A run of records
* Begin *

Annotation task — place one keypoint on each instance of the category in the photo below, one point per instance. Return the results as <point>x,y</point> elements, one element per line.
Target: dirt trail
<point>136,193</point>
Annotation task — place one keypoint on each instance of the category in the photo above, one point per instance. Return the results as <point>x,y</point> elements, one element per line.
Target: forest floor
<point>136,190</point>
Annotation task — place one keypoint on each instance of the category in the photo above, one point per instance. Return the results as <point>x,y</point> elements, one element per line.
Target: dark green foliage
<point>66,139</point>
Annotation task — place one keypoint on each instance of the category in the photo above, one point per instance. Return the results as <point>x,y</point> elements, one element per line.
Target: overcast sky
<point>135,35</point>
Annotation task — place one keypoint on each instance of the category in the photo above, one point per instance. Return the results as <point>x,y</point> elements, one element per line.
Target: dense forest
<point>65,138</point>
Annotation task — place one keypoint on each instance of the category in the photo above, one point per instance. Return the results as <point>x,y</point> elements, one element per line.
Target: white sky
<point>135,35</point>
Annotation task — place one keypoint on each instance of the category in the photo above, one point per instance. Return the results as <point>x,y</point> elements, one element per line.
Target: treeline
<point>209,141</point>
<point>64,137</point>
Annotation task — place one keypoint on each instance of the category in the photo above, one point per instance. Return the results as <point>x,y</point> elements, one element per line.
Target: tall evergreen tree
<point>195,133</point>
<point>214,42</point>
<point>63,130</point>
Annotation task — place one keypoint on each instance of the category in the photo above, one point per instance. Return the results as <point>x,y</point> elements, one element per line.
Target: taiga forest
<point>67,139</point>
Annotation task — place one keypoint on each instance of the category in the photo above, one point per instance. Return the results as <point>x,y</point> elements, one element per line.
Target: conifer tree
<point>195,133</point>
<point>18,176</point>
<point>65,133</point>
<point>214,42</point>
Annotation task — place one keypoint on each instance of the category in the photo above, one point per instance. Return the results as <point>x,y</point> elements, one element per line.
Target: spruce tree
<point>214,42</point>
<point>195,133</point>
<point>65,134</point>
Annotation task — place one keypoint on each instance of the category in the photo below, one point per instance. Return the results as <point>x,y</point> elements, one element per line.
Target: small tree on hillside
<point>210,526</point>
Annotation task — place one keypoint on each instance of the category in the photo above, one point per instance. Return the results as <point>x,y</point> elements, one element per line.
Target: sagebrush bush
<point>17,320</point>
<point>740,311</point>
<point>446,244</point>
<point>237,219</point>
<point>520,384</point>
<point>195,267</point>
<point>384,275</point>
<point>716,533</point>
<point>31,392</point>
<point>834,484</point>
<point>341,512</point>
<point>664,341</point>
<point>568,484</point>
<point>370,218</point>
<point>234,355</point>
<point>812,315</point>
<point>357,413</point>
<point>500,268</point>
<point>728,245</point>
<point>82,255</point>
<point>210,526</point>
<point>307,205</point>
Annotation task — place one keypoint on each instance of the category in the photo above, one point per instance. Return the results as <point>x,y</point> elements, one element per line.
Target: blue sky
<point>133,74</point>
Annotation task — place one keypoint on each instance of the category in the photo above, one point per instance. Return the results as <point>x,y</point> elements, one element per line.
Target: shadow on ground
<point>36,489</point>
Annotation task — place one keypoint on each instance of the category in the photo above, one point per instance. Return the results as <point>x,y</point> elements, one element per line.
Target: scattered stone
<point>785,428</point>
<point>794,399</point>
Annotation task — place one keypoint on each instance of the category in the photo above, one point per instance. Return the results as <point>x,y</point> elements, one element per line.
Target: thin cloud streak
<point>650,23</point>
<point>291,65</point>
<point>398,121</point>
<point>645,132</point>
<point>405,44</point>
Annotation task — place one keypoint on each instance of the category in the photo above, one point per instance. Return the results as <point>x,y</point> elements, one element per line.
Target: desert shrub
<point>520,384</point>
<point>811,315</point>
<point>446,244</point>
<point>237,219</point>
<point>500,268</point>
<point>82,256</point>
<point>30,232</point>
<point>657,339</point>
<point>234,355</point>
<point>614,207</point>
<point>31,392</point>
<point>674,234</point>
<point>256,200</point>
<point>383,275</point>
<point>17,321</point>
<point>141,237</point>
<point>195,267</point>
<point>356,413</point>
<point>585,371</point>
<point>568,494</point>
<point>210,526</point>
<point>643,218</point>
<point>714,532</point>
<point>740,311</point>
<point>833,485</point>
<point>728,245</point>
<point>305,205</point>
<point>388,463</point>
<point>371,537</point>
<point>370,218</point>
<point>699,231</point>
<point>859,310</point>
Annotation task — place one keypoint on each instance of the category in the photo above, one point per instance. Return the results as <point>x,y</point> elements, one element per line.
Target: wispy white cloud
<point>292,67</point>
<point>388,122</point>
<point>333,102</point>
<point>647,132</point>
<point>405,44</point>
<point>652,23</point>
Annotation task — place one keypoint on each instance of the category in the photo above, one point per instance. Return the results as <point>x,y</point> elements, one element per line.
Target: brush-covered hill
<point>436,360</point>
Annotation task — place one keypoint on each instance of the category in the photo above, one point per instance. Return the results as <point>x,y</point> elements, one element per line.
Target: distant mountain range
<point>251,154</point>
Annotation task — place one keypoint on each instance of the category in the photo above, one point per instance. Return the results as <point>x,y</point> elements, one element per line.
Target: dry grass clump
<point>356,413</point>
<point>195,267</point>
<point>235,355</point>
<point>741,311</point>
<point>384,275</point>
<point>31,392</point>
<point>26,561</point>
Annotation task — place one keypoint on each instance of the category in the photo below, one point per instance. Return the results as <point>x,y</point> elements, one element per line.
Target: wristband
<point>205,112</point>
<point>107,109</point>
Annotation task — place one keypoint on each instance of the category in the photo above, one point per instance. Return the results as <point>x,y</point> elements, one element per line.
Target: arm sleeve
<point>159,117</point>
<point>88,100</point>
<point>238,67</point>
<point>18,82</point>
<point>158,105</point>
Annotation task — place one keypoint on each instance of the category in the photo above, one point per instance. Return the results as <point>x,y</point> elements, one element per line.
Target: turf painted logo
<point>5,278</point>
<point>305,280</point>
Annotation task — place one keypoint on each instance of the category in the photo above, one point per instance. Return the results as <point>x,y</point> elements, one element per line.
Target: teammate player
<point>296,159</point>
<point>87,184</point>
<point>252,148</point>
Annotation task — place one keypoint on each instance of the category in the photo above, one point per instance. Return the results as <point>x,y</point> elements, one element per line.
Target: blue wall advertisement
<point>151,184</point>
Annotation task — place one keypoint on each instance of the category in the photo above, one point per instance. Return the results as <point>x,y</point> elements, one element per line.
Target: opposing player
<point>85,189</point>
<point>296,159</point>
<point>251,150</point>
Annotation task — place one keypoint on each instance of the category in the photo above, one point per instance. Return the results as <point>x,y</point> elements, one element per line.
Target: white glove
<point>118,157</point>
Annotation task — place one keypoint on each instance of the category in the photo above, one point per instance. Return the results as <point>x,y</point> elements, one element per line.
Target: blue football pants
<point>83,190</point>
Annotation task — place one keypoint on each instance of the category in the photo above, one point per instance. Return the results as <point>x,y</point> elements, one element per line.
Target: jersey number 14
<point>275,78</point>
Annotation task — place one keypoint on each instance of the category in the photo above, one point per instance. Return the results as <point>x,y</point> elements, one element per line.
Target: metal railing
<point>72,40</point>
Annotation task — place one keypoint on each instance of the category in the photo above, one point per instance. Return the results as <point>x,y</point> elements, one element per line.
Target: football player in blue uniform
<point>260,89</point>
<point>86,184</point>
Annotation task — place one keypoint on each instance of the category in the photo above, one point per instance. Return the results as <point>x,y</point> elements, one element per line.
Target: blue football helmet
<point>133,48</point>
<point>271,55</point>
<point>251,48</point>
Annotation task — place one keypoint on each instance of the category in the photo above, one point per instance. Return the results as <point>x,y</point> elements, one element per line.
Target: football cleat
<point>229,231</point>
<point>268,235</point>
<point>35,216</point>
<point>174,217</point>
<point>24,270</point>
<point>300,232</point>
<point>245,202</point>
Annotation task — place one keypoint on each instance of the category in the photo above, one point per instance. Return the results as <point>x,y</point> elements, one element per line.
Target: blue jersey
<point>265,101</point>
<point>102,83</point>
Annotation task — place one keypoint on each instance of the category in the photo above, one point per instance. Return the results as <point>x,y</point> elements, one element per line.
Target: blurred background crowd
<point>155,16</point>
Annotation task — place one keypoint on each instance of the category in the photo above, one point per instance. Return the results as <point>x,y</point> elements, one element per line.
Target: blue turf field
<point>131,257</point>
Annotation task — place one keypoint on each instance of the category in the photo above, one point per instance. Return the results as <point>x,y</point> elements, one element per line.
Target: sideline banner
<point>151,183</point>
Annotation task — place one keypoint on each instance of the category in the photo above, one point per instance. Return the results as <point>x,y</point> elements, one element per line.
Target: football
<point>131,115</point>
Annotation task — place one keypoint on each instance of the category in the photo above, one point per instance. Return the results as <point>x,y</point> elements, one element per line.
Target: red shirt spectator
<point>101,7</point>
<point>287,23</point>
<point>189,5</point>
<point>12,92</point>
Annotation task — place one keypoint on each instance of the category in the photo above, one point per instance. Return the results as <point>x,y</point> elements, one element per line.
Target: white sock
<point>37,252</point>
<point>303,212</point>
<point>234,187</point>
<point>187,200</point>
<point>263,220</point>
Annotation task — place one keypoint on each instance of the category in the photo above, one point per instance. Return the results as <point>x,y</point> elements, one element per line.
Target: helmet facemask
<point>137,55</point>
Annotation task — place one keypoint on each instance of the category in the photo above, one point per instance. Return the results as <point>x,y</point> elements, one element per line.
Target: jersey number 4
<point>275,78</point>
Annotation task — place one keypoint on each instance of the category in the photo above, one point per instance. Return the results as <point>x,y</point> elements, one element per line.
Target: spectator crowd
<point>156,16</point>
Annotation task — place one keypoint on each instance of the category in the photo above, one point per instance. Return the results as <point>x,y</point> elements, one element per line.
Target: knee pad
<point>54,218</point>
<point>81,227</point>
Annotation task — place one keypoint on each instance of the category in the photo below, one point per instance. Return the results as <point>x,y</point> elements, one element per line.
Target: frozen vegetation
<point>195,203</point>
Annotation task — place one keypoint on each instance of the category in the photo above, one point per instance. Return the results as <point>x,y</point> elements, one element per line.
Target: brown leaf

* End *

§ STATED PROBLEM:
Lay out the entries as a two-column CSV with the headers "text" and "answer", starting with the first line and going on through the line with "<point>64,137</point>", that line included. Give one row per entry, and put each field in quotation marks with its line breaks turned into spaces.

§ OUTPUT OF THE EXERCISE:
text,answer
"Annotation task — place one keypoint on each instance of the category in the photo below, one point per instance. Return the results as <point>x,y</point> elements, one element per line. Target: dirt trail","<point>136,193</point>"
"Annotation task — place one keypoint on each instance of the category in the photo above, one point per instance. Return the results as <point>x,y</point> elements, one element per line. Target: forest floor","<point>136,190</point>"
"Annotation task — place one keypoint on each instance of the category in the photo above, one point per instance. Return the results as <point>x,y</point> elements, one element per line. Target: dark green foliage","<point>66,139</point>"
"Annotation task — place one keypoint on each instance of the category in the photo above, one point per instance. Return the results as <point>x,y</point> elements, one element per line. Target: overcast sky","<point>135,35</point>"
"Annotation task — place one keypoint on each instance of the category in the photo above, one point per instance. Return the results as <point>x,y</point> elements, one element per line. Target: dense forest","<point>65,138</point>"
"Annotation task — place one keypoint on each instance of the category in the photo above, one point per instance. Return the results as <point>x,y</point> elements, one element per line. Target: white sky","<point>135,35</point>"
"Annotation task — place one keypoint on each instance of the category in the photo above, one point per instance. Return the results as <point>x,y</point> elements, one element per line. Target: treeline","<point>209,141</point> <point>64,137</point>"